What this task involves: Determine the number of lines of the records below that include "mosque". Respond with the number and no other text.

Exercise materials:
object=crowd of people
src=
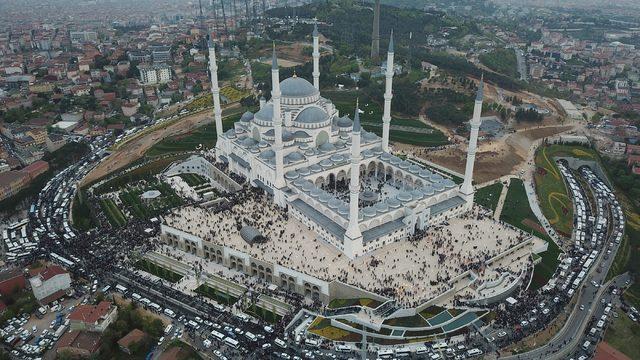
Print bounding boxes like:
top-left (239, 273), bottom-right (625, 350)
top-left (163, 185), bottom-right (534, 308)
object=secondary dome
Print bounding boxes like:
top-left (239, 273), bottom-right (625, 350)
top-left (254, 103), bottom-right (274, 122)
top-left (280, 76), bottom-right (318, 97)
top-left (295, 106), bottom-right (329, 124)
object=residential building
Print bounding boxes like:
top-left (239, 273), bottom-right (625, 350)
top-left (117, 329), bottom-right (149, 355)
top-left (57, 331), bottom-right (102, 358)
top-left (138, 64), bottom-right (172, 85)
top-left (0, 269), bottom-right (26, 296)
top-left (70, 31), bottom-right (98, 44)
top-left (28, 265), bottom-right (71, 304)
top-left (68, 301), bottom-right (118, 332)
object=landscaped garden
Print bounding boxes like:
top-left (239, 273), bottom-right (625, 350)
top-left (178, 173), bottom-right (208, 187)
top-left (99, 198), bottom-right (127, 227)
top-left (500, 178), bottom-right (561, 290)
top-left (195, 284), bottom-right (239, 306)
top-left (308, 317), bottom-right (362, 342)
top-left (245, 303), bottom-right (282, 324)
top-left (135, 259), bottom-right (184, 283)
top-left (534, 144), bottom-right (598, 238)
top-left (118, 181), bottom-right (183, 220)
top-left (323, 90), bottom-right (449, 147)
top-left (474, 182), bottom-right (504, 213)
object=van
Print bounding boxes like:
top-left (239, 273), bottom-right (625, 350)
top-left (582, 341), bottom-right (590, 351)
top-left (274, 338), bottom-right (287, 348)
top-left (466, 348), bottom-right (483, 357)
top-left (163, 308), bottom-right (176, 318)
top-left (244, 332), bottom-right (257, 342)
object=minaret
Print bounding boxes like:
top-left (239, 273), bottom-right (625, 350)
top-left (208, 40), bottom-right (224, 159)
top-left (344, 102), bottom-right (363, 256)
top-left (312, 22), bottom-right (320, 91)
top-left (370, 0), bottom-right (381, 61)
top-left (381, 30), bottom-right (395, 153)
top-left (460, 76), bottom-right (484, 202)
top-left (271, 44), bottom-right (285, 191)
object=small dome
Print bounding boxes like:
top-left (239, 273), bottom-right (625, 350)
top-left (310, 188), bottom-right (322, 197)
top-left (241, 137), bottom-right (257, 147)
top-left (336, 116), bottom-right (353, 128)
top-left (399, 161), bottom-right (411, 169)
top-left (328, 198), bottom-right (341, 209)
top-left (421, 186), bottom-right (435, 196)
top-left (302, 181), bottom-right (314, 191)
top-left (374, 202), bottom-right (389, 213)
top-left (363, 207), bottom-right (377, 217)
top-left (286, 151), bottom-right (304, 162)
top-left (318, 193), bottom-right (332, 203)
top-left (295, 106), bottom-right (329, 124)
top-left (409, 165), bottom-right (421, 173)
top-left (387, 198), bottom-right (401, 208)
top-left (338, 205), bottom-right (349, 216)
top-left (254, 103), bottom-right (274, 122)
top-left (285, 170), bottom-right (299, 180)
top-left (282, 130), bottom-right (294, 142)
top-left (297, 167), bottom-right (311, 175)
top-left (259, 149), bottom-right (275, 159)
top-left (293, 178), bottom-right (306, 187)
top-left (280, 76), bottom-right (318, 98)
top-left (293, 130), bottom-right (311, 139)
top-left (257, 140), bottom-right (269, 148)
top-left (318, 142), bottom-right (336, 152)
top-left (397, 192), bottom-right (412, 202)
top-left (310, 164), bottom-right (322, 172)
top-left (410, 190), bottom-right (424, 200)
top-left (330, 154), bottom-right (345, 163)
top-left (319, 159), bottom-right (333, 168)
top-left (240, 111), bottom-right (254, 122)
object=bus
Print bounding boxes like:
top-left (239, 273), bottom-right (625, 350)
top-left (377, 349), bottom-right (395, 359)
top-left (274, 338), bottom-right (287, 348)
top-left (115, 284), bottom-right (128, 294)
top-left (211, 330), bottom-right (225, 341)
top-left (8, 219), bottom-right (29, 230)
top-left (100, 285), bottom-right (111, 293)
top-left (244, 332), bottom-right (257, 342)
top-left (224, 337), bottom-right (239, 349)
top-left (164, 325), bottom-right (173, 335)
top-left (335, 345), bottom-right (351, 353)
top-left (395, 347), bottom-right (411, 357)
top-left (415, 346), bottom-right (429, 355)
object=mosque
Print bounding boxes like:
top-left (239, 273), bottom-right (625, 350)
top-left (207, 25), bottom-right (484, 259)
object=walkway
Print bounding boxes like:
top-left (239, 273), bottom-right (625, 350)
top-left (493, 177), bottom-right (513, 220)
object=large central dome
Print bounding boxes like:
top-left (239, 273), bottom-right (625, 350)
top-left (280, 76), bottom-right (318, 98)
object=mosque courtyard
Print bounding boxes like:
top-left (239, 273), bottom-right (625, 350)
top-left (163, 192), bottom-right (539, 307)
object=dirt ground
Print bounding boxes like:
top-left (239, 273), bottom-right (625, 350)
top-left (405, 124), bottom-right (574, 183)
top-left (81, 108), bottom-right (217, 187)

Exercise result: 2